_Task_:
Reproduce exactly the first line of the material below and every line after it, ending with the line that contains "Target: dirt path". No pictures should be copied.

_Information given_:
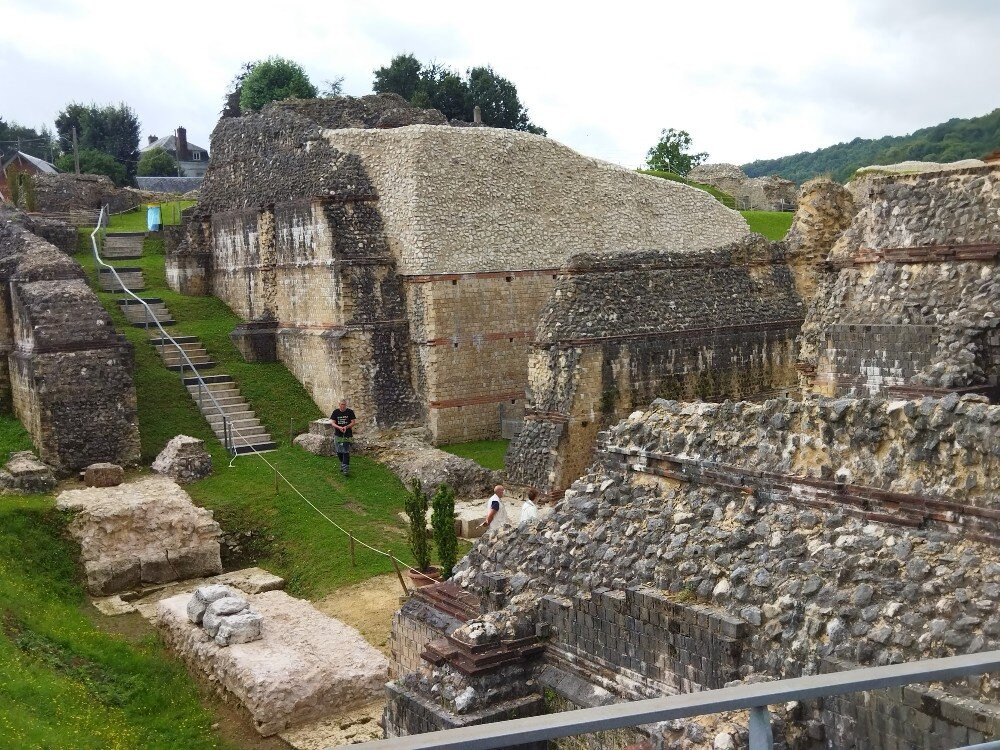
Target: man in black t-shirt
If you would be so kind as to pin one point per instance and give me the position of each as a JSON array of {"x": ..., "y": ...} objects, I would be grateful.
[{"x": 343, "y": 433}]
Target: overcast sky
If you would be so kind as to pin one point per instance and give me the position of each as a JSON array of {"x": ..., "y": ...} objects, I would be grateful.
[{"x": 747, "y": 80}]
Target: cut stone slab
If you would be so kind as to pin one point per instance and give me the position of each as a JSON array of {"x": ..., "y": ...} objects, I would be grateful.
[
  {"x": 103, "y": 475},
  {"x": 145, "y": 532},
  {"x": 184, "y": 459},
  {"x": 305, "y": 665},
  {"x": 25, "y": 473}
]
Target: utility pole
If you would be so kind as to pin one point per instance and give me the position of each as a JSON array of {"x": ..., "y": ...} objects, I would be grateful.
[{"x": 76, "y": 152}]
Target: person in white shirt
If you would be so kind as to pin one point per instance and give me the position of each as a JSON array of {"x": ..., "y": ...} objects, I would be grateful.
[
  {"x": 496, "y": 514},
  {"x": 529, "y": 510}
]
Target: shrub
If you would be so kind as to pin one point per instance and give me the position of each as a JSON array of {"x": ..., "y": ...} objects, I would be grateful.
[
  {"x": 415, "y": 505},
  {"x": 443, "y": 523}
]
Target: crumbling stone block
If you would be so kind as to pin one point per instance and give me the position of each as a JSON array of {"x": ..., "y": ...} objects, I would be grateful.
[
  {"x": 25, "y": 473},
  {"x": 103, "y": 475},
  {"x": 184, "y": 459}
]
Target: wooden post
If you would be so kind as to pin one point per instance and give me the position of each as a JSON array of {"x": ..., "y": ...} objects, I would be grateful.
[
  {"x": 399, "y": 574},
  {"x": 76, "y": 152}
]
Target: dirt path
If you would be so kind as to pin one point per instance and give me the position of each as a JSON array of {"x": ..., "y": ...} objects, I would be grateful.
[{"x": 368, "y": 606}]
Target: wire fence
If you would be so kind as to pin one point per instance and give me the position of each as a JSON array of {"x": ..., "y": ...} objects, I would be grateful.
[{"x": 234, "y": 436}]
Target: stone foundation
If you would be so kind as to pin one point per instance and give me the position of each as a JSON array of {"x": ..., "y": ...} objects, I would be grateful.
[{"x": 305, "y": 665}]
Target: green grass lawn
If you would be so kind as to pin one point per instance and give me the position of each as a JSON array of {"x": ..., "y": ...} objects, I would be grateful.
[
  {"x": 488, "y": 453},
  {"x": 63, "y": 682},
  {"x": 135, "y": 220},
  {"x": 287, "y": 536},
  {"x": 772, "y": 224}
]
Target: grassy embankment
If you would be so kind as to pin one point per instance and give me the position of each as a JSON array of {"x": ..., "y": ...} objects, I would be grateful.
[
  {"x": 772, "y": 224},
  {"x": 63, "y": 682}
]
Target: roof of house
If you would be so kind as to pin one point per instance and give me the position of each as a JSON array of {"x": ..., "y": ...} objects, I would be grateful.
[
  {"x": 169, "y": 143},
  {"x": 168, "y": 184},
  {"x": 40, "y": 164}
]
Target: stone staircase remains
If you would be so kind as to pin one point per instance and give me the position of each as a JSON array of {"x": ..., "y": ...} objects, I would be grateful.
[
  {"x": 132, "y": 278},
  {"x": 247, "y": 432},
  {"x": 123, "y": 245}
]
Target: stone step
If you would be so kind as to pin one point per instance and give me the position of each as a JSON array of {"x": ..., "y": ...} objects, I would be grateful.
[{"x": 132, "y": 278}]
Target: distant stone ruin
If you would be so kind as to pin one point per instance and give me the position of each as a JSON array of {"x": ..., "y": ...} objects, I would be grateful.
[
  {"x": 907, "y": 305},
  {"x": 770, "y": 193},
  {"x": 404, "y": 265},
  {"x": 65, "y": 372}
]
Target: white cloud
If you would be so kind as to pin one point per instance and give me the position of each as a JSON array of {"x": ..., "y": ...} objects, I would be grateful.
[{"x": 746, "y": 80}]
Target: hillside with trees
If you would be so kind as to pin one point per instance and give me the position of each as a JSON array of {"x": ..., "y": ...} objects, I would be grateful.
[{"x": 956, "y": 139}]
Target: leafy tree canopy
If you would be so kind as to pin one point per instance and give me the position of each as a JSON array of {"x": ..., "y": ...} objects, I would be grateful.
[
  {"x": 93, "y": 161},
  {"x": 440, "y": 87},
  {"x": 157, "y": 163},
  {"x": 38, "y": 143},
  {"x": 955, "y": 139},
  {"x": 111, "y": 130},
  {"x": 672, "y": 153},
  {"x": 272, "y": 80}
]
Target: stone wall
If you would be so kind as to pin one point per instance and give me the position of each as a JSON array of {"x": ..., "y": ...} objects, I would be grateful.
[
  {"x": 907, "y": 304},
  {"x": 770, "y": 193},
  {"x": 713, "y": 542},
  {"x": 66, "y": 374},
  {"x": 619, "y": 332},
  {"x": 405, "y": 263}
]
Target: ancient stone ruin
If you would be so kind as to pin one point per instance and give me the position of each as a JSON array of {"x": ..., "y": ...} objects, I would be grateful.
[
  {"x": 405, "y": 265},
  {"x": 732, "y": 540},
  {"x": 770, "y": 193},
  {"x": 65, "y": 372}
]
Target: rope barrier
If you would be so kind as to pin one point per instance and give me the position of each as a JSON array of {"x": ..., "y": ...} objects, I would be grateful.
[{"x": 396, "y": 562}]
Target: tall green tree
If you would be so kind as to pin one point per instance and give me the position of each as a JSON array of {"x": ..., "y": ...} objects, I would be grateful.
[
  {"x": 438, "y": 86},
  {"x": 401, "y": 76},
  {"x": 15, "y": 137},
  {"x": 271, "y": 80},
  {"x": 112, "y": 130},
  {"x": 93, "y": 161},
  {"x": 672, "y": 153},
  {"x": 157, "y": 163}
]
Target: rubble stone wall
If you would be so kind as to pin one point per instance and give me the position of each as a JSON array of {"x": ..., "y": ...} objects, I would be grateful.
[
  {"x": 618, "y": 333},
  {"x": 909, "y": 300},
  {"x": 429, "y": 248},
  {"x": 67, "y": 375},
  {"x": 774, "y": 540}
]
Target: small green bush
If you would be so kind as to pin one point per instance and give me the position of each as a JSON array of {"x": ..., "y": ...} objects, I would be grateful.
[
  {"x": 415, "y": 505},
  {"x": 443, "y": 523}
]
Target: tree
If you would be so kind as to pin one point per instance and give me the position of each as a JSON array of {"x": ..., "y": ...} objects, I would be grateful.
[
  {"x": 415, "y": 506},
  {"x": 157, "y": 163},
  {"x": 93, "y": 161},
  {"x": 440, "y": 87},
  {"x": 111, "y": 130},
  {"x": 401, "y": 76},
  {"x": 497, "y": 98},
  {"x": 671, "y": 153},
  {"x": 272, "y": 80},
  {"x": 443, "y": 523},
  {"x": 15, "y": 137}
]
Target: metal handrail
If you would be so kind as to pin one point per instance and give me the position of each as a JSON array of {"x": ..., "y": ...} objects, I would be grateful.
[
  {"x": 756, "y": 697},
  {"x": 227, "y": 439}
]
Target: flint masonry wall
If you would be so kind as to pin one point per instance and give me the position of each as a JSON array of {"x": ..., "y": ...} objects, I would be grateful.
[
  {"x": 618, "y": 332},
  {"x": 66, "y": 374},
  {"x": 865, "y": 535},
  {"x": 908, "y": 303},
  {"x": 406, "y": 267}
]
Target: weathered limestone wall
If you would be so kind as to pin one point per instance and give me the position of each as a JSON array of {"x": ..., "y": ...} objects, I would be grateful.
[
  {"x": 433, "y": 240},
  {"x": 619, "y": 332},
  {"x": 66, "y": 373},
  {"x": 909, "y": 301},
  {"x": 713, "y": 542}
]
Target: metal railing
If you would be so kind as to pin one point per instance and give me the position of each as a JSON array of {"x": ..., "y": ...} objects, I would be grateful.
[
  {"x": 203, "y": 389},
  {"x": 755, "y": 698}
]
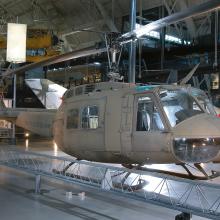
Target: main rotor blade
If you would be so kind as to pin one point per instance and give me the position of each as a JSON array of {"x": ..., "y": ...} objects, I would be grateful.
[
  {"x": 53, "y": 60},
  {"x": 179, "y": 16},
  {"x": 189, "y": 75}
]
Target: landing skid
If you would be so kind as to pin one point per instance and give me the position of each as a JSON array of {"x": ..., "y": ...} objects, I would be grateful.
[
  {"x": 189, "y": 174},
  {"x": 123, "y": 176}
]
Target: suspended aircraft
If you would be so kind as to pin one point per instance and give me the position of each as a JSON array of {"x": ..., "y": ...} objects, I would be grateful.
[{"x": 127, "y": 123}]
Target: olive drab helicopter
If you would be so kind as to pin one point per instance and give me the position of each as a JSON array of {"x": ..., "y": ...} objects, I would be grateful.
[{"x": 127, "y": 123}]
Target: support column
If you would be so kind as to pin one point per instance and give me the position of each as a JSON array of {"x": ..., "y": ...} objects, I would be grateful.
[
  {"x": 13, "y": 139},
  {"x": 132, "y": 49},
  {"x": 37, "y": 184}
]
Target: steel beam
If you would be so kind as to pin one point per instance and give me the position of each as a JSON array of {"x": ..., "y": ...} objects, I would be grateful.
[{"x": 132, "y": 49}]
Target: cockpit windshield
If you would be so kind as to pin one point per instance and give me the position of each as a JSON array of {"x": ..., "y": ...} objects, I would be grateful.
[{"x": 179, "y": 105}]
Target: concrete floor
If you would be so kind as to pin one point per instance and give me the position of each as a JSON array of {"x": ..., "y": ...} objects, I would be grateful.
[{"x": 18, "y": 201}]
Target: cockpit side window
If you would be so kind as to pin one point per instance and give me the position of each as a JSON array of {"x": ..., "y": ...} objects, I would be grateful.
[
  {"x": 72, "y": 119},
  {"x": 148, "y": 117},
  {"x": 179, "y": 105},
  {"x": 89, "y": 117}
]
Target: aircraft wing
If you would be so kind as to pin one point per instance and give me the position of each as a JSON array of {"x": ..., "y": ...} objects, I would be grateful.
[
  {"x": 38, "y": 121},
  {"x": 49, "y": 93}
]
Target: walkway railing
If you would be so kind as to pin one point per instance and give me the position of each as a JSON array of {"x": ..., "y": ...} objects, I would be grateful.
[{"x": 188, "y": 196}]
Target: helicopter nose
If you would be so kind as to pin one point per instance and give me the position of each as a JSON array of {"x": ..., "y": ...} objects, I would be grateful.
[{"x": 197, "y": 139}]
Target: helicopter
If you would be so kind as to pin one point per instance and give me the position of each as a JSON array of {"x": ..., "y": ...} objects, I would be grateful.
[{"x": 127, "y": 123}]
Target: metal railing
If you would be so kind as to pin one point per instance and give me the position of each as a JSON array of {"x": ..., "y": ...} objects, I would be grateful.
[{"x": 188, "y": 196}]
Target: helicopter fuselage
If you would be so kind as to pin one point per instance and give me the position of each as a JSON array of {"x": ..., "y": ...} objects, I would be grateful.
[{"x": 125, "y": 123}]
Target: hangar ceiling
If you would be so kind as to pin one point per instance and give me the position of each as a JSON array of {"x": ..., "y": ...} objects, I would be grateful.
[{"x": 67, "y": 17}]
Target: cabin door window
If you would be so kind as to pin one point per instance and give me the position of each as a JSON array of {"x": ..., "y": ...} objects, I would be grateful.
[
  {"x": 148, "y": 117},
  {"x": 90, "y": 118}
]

_Response to this task_:
Target: man in black t-shirt
If you would be so kind as to pin one point per instance and give me the position of each as a JSON array of {"x": ..., "y": ...} objects, I would be grateful.
[{"x": 343, "y": 433}]
Target: overcast sky
If you would be so kind as to pin one point per instance and give me the position of each as a JSON array of {"x": ..., "y": ...} objects, I would be grateful.
[{"x": 747, "y": 80}]
Target: cut stone slab
If you would be so kind as to pin one point per instance and give me the position of each as a JSON array of {"x": ..., "y": ...} objects, I would be grateful.
[
  {"x": 103, "y": 475},
  {"x": 145, "y": 532},
  {"x": 184, "y": 459},
  {"x": 305, "y": 665},
  {"x": 25, "y": 473}
]
Target: utility pole
If you would be so kind as to pin one point per instance and give me the position of each as a JSON array of {"x": ..., "y": ...} objects, I would be grateful.
[{"x": 76, "y": 152}]
Target: person in white shirt
If you would be so kind as to pin one point per instance and give me the position of each as a JSON array of {"x": ..., "y": ...} objects, I would be grateful.
[
  {"x": 496, "y": 514},
  {"x": 529, "y": 510}
]
Target: shrub
If you would be so kind as to pin one point per instance and give me the position of each as a JSON array of {"x": ..., "y": ...} objects, I would be grateful.
[
  {"x": 415, "y": 505},
  {"x": 443, "y": 523}
]
Target: crumbling stone block
If you would be so kind as to pin one point per instance and give me the position of each as a JSON array of {"x": ..., "y": ...} objects, I would be grateful.
[
  {"x": 25, "y": 473},
  {"x": 103, "y": 475},
  {"x": 184, "y": 459}
]
Target: wooden post
If you would be so kind as to pin one point per instance and give me the position of each as a JSON array of {"x": ..., "y": ...} objects, I would be grateful.
[
  {"x": 399, "y": 574},
  {"x": 76, "y": 152}
]
Target: dirt path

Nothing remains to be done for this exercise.